+++ Приведённый отрывок

Лихорадочный озноб эпизода достигает апогея в истерическом крике Глаши: «Они там! Не здесь! Они убиты!», в срывающемся, переходящем в рыдание голосе почти обезумевшего Флёры: «Они тут! Тут!» Стискивает Флёра голову, раскалывающуюся от непереносимого гула в ушах, а камера в это время приближает поляну, на которой сгрудились люди, с состраданием глядящие на паренька. Расступается толпа, пропуская сквозь себя Флёру: «Флёрочка, сынок! Забили твоих!» — и он видит на траве обгорелого, полуживого человека. Невозможно распознать в нем того самого мужика, что отчаянно предостерегал тогда мальчишек. Подскажут это только его страшные, с трудом разбираемые слова:
«Усех да адного человечка... Мяне бензином... Гару... Бягу... Даганяю их... Прашу... Малю... Дабейце мяне... Смяюцца... Смяюцца... Гаварыл я табе, не капайце...»
Отступает Флёра, зарывается головой в болотный мох — от жестокой беды, от безысходного чувства вины.
Знаю: иных шокирует исступленный нерв этих сцен. Но, приемля или отвергая ту или иную поэтику, надо прежде всего понять автора, «законы, им самим над собой признанные» (Пушкин), их природу, истоки.
О будущем фильме Климов говорил:
«Поразительно образная литература должна быть снята как бы документальной камерой. Люди и обстоятельства должны выглядеть как в хроникальных кадрах. Память бывает разного рода. Одна память, так сказать, мемориальная. И это справедливо. Должна быть и такая память. Другая память — живая... Но существует и такая память о минувшей войне, которая во всех последующих поколениях незримо изменила состав крови, сознание и даже подсознание. И разбудить эту подсознательную память необходимо — чтобы невозможен был рецидив. Нам хотелось бы понять механизм его «бужения», овладеть им и воспользоваться в работе».

++++++
+++ Представленные данные

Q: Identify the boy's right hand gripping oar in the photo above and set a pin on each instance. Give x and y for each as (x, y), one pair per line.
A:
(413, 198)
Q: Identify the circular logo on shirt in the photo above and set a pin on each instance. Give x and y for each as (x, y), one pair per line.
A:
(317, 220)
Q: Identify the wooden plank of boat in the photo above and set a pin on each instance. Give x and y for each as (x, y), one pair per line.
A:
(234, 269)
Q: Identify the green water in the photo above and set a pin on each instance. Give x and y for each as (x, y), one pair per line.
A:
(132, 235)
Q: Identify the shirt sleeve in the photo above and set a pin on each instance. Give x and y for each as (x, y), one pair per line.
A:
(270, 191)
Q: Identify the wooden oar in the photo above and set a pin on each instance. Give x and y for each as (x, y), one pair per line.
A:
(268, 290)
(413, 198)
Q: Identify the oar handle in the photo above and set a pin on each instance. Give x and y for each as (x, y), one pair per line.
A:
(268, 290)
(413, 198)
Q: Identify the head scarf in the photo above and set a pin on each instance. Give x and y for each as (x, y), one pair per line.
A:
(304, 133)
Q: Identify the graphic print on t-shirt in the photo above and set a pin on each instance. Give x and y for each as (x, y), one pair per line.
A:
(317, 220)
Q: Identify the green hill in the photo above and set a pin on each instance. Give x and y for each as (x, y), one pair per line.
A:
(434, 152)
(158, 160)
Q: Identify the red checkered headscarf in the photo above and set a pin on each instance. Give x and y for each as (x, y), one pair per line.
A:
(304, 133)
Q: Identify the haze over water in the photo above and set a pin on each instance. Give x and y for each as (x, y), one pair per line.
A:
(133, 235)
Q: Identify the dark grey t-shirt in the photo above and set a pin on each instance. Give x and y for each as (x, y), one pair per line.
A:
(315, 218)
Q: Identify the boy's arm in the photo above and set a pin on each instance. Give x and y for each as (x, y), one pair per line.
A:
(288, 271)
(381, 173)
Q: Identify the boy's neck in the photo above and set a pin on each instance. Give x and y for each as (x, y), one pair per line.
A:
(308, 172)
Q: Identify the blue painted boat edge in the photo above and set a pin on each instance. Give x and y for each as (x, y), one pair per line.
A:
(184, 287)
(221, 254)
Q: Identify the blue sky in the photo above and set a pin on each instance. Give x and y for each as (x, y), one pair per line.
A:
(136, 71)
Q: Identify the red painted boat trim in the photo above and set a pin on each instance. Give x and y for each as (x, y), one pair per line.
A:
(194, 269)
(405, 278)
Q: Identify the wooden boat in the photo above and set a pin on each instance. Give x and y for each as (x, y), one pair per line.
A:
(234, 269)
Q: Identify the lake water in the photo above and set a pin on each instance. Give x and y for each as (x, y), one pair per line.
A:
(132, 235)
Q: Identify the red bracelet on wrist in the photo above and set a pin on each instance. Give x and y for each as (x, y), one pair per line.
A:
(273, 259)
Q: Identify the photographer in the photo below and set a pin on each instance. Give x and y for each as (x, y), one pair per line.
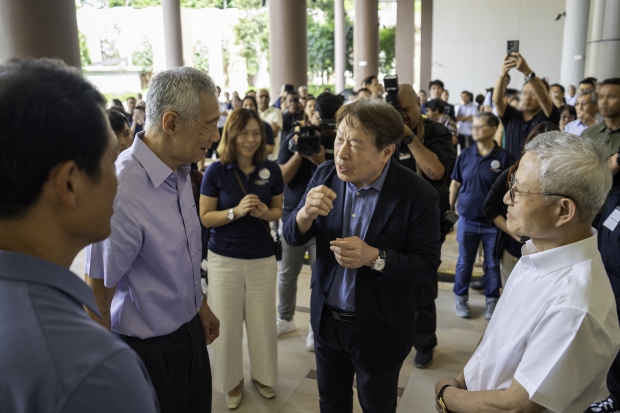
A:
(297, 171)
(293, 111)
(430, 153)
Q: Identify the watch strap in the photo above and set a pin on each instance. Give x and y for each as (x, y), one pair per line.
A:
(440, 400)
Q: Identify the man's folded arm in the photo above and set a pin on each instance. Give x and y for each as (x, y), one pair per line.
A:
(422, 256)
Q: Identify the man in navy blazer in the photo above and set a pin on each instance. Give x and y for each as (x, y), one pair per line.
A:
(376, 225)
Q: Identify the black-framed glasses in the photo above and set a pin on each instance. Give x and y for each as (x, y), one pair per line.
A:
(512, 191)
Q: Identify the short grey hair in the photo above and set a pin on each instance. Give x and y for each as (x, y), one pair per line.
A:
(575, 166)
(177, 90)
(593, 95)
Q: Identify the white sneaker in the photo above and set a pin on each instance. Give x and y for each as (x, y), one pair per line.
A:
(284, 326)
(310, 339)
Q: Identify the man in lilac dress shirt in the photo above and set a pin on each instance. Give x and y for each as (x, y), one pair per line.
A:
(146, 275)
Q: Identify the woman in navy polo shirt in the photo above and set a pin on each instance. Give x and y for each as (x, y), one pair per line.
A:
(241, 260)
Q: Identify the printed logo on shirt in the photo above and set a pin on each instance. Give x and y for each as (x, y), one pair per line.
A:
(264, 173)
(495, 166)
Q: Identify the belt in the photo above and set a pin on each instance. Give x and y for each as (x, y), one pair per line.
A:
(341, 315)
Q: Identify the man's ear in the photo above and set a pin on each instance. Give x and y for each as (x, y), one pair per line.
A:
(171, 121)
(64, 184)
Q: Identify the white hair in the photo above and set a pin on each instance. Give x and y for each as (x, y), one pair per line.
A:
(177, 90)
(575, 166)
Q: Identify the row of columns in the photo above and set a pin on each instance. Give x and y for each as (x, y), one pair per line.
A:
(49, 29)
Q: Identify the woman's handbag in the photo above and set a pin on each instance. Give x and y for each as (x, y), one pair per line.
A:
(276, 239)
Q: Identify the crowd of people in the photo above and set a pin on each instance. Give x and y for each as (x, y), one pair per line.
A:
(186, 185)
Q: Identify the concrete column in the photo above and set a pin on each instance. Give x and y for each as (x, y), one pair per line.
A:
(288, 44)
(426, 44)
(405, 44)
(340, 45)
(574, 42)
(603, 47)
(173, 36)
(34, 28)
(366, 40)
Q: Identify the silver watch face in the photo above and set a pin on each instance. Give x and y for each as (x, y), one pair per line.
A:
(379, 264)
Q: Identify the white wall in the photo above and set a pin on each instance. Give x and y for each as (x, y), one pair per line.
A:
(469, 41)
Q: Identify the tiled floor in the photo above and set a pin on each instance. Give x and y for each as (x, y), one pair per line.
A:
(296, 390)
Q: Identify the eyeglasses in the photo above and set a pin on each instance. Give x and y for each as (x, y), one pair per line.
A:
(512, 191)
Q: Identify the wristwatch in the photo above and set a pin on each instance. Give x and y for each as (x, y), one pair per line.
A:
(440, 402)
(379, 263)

++++++

**Условие задания**
Согласуются ли с отрывком о фильме Климова следующие утверждения? (а) Флёра сразу узнаёт в обгорелом человеке мужика, который предостерегал мальчишек. (б) Климов считал, что литературу нужно снимать как бы документальной камерой. (в) Климов говорил лишь об одном роде памяти. Для каждого ответьте «да» или «нет» и дословно приведите решающие слова отрывка.

**Итоговый ответ**
(а) Нет: «Невозможно распознать в нем того самого мужика, что отчаянно предостерегал тогда мальчишек».
(б) Да: «Поразительно образная литература должна быть снята как бы документальной камерой».
(в) Нет: «Память бывает разного рода».